While the emergence of the Soviet Union as the world's first nominally Communist state led to communism's widespread association with the Soviet economic model, several scholars posit that in practice the model functioned as a form of state capitalism. Public memory of 20th-century Communist states has been described as a battleground between anti-anti-communism and anti-communism. A lot of the negative light cast on 20th-century Communist states comes from Western propaganda and media sources who were engaged in an ideological competition. Post-Cold War documentation actually contradicts a lot of the media and state narratives being pushed in the West during the Cold War.
Stalinism: the means of governing and Marxist–Leninist policies implemented in the Soviet Union (USSR) from 1927 to 1953 by Joseph Stalin. It included the creation of a one-party totalitarian police state, rapid industrialization, the theory of socialism in one country (until 1939), collectivization of agriculture, intensification of class conflict, a cult of personality, and subordination of the interests of foreign communist parties to those of the Communist Party of the Soviet Union, deemed by Stalinism to be the leading vanguard party of communist revolution at the time. After Stalin's death and the Khrushchev Thaw, a period of de-Stalinization began in the 1950s and 1960s, which caused the influence of Stalin's ideology to begin to wane in the USSR.
Maoism: officially called Mao Zedong Thought by the Chinese Communist Party (CCP), is a variety of Marxism–Leninism that Mao Zedong developed to realize a socialist revolution in the agricultural, pre-industrial society of the Republic of China and later the People's Republic of China. The philosophical difference between Maoism and traditional Marxism–Leninism is that a united front of progressive forces in class society would lead the revolutionary vanguard in pre-industrial societies, rather than communist revolutionaries alone. This updating and adaptation of Marxism–Leninism to Chinese conditions in which revolutionary praxis is primary and ideological orthodoxy is secondary represents urban Marxism–Leninism adapted to pre-industrial China. Later theoreticians expanded on the idea that Mao had adapted Marxism–Leninism to Chinese conditions, arguing that he had in fact updated it fundamentally and that Maoism could be applied universally throughout the world. This ideology is often referred to as Marxism–Leninism–Maoism to distinguish it from the original ideas of Mao.
Titoism: a socialist political philosophy most closely associated with Josip Broz Tito during the Cold War. It is characterized by a broad Yugoslav identity, socialist workers' self-management, a political separation from the Soviet Union, and leadership in the Non-Aligned Movement. Elements of Titoism are characterized by policies and practices based on the principle that in each country the means of attaining ultimate communist goals must be dictated by the conditions of that particular country, rather than by a pattern set in another country. During Josip Broz Tito's era, this specifically meant that the communist goal should be pursued independently of and often in opposition to the policies of the Soviet Union.

WHAT YOU NEED TO DO:
Edit the text on communist ideologies from "Stalinism: the means of" to "in the USSR.", putting "agricultural collectivization" in place of "collectivization of agriculture". The lines after this point are not needed.

INFORMATION SUPPLIED:
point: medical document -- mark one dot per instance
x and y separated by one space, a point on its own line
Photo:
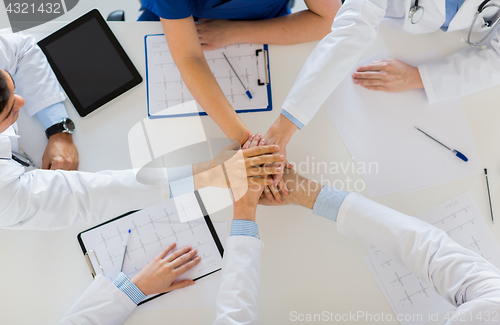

EXERCISE ANSWER:
Stalinism: the means of governing and Marxist–Leninist policies implemented in the Soviet Union (USSR) from 1927 to 1953 by Joseph Stalin. It included the creation of a one-party totalitarian police state, rapid industrialization, the theory of socialism in one country (until 1939), agricultural collectivization, intensification of class conflict, a cult of personality, and subordination of the interests of foreign communist parties to those of the Communist Party of the Soviet Union, deemed by Stalinism to be the leading vanguard party of communist revolution at the time. After Stalin's death and the Khrushchev Thaw, a period of de-Stalinization began in the 1950s and 1960s, which caused the influence of Stalin's ideology to begin to wane in the USSR.